WORK TO COMPLETE
From the text about meals brought by friends, write out word for word the part starting with "Some of the" and going on through "another was arriving.".

SELECTED EXTRACT
--- START ---
Food For The Soul

The first food offering that showed up was a plate of New Orleans-style red beans and rice, sent spontaneously one Sunday afternoon by my friend Janet, who has nailed the seasoning combination in a way I never have in more than 30 years of trying to make the dish taste right. I worried that it would be too spicy for my husband’s sore throat, but he wolfed it down.

The next delivery came a few days later, just as he was starting the radiation and chemotherapy treatments that would ultimately cure his throat cancer – but not before leaving him weak and ill and often unable to swallow anything but the mildest and gentlest of dishes. This particular food gift from my old friend Peggy was a three-course meal designed to soothe and nourish: velvety potato soup, homemade yeast rolls and a big vat of the boiled custard she makes better than anyone else in the world – your grandmother included.

Then came a blur of fabulous food, provided by fabulous friends. There was pot roast and mashed potatoes with gravy, chicken salad, key lime pie, chicken soup, homemade pimiento cheese, seafood gumbo, homegrown tomatoes, even some Brunswick stew from Curtis McBride, the best waiter in the history of Manuel’s Tavern.

Some of the food Paul was able to eat a little of, some he managed a lot of. Some I ate for him, and some went into the freezer. We built up an impressive collection of plastic food containers – for weeks, every kitchen cabinet I opened seemed to have little blue lids spilling out.

I kidded him that at any given moment he had women all over the city cooking for him. One day lunch and dinner arrived at almost the same moment, with one chef backing out of the driveway just as another was arriving.

There is something truly heartwarming about watching a good friend with oven-mitted hands wrestle a big soup pot into your kitchen, hoping this might be the right dish to tempt the injured palate.

Every time I opened the refrigerator, I’d see evidence of friends’ kindness. Sometimes it caught me by surprise, and I’d find myself getting teary-eyed over a carton of pimiento cheese. Even when he couldn’t eat very much, Paul liked to check out the food.

He found solace in plotting the meals he would enjoy once his treatment regimen was over. (A truck-stop breakfast, a Sunday pot roast like his mom used to make, a hamburger and fries were items one, two and three on his list.)
--- END ---
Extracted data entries
--- START ---
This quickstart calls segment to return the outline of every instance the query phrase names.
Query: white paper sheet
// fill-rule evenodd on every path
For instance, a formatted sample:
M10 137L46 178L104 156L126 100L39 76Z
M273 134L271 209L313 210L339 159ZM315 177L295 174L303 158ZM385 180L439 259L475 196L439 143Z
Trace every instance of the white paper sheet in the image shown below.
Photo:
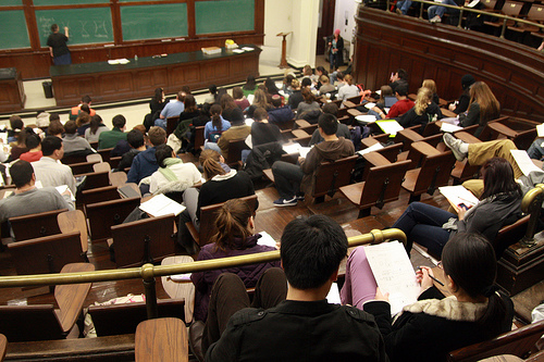
M158 217L170 214L174 214L177 216L185 210L185 207L160 194L154 196L149 201L140 204L139 209L147 212L151 216Z
M395 120L383 120L376 121L376 124L382 128L385 134L390 134L391 136L395 136L397 132L405 129L397 121Z
M329 290L329 294L326 295L326 301L331 304L342 304L339 300L338 285L336 282L331 285L331 290Z
M441 130L442 132L457 132L457 130L460 130L462 129L462 127L459 127L459 126L456 126L456 125L453 125L450 123L447 123L447 122L442 122L442 127L441 127Z
M370 147L367 147L363 150L357 151L357 153L359 153L360 155L363 155L366 153L370 153L370 152L374 152L374 151L381 150L382 148L383 148L382 143L376 142L376 143L374 143L374 145L372 145Z
M404 246L398 241L364 247L374 278L383 294L390 294L391 314L418 300L420 287Z
M480 202L480 200L462 185L438 187L438 191L455 207L465 203L470 209Z
M536 167L533 161L527 154L524 150L510 150L511 155L516 160L519 168L523 173L523 175L529 176L531 172L544 173L541 168Z
M259 232L259 234L261 235L261 237L257 240L258 245L264 245L268 247L275 248L275 240L272 238L272 236L270 236L269 233Z
M544 137L544 123L536 126L536 134L539 137Z

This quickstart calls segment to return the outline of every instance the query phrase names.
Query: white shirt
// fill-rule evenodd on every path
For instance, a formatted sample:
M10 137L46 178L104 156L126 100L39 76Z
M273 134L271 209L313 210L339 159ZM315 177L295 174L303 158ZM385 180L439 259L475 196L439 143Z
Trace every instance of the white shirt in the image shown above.
M76 194L75 178L72 168L50 157L44 155L39 161L32 162L36 180L44 187L67 185L72 194Z
M182 183L187 183L189 186L193 186L194 184L200 182L202 175L198 171L197 166L195 166L194 163L176 163L169 168L176 175L177 182ZM150 183L149 183L149 192L153 194L161 187L170 184L164 177L164 175L157 170L151 176L150 176Z

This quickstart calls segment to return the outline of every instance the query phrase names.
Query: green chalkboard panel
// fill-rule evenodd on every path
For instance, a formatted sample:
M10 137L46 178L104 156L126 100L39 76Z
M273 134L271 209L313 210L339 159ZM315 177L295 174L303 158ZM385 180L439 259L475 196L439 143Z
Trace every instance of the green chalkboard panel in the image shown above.
M113 41L110 8L37 10L36 21L41 47L47 47L51 24L58 24L60 33L64 33L64 26L69 27L69 47Z
M197 34L248 32L255 29L255 0L195 2Z
M121 7L123 40L184 37L187 30L187 4Z
M2 0L0 1L0 7L13 7L13 5L22 5L23 0Z
M86 4L86 3L110 3L110 1L108 1L108 0L34 0L35 7Z
M29 48L28 29L23 10L0 11L0 49Z

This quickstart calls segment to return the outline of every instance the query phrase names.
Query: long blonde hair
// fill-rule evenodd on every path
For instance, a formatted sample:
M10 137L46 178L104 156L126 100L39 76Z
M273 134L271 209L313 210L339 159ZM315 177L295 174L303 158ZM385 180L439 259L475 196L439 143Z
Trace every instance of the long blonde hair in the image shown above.
M269 108L269 103L267 101L267 93L262 89L257 89L255 91L254 105L262 107L263 109Z
M433 100L433 92L429 88L421 87L418 90L418 97L416 98L416 105L413 110L417 115L421 115L426 111L429 102Z
M500 103L497 101L490 87L483 82L477 82L470 87L469 110L473 102L478 102L480 105L479 123L481 125L500 115Z
M252 214L251 208L240 199L231 199L223 203L215 216L218 233L210 239L210 242L215 244L215 251L234 250L236 248L234 238L245 240L251 236L249 219Z
M436 83L433 79L424 79L421 87L429 88L433 95L436 93Z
--- END ---
COMPLETED TASK
Some of the food Paul was able to eat a little of, some he managed a lot of. Some I ate for him, and some went into the freezer. We built up an impressive collection of plastic food containers – for weeks, every kitchen cabinet I opened seemed to have little blue lids spilling out.

I kidded him that at any given moment he had women all over the city cooking for him. One day lunch and dinner arrived at almost the same moment, with one chef backing out of the driveway just as another was arriving.